▶ _Stated problem_:
Count how many lines in the records below contain the string "bride". Reply with that number alone.

-------- Extracted data

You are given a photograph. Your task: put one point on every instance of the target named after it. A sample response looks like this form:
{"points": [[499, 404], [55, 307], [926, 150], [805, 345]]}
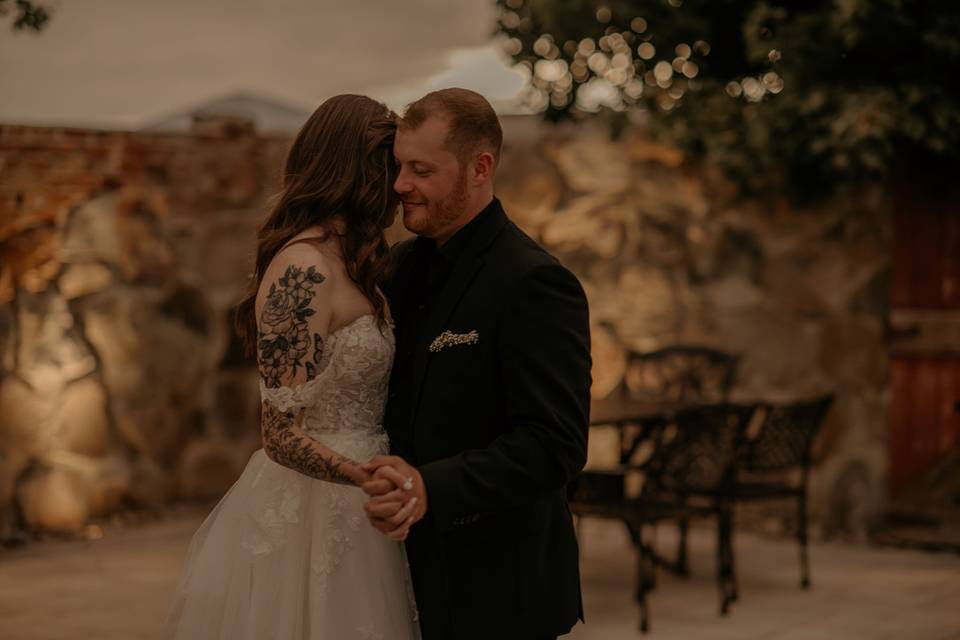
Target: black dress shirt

----------------
-------- Extracted data

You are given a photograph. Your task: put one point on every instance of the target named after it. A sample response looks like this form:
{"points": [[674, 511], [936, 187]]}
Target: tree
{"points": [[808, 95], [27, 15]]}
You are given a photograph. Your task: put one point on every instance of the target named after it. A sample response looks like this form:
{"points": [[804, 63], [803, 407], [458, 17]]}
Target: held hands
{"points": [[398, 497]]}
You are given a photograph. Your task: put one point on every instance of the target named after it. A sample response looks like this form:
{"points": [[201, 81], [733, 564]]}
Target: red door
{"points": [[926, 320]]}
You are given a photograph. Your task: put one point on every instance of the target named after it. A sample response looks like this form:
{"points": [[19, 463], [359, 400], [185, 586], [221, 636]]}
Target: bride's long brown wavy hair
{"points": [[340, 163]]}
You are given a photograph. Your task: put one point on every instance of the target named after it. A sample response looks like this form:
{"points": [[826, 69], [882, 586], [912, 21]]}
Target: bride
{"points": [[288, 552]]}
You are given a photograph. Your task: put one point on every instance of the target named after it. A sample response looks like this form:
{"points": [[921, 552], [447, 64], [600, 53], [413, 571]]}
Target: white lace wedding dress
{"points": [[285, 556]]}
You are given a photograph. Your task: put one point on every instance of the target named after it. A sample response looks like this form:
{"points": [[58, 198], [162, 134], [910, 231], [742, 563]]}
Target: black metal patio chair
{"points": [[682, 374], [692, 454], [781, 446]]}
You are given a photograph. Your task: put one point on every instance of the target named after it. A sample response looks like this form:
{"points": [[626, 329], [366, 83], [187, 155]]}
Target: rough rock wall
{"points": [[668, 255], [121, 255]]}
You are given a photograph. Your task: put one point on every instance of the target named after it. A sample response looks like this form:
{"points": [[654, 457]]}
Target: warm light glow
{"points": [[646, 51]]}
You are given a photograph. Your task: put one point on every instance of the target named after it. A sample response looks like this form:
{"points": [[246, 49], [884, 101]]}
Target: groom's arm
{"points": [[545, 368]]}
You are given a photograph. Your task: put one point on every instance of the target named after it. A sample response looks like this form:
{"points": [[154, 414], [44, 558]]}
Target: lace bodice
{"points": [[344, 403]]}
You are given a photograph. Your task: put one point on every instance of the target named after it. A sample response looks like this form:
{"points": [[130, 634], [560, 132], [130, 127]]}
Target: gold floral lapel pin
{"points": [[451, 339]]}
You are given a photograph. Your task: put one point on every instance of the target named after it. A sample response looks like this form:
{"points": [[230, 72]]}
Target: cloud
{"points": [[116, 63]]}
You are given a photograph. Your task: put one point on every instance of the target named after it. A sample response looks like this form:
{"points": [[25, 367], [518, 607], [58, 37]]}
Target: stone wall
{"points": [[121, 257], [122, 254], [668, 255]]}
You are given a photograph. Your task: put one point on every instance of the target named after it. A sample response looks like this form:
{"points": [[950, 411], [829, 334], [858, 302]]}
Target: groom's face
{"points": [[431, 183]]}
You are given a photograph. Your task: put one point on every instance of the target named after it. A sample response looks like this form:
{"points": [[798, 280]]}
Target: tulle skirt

----------------

▶ _Exercise output_:
2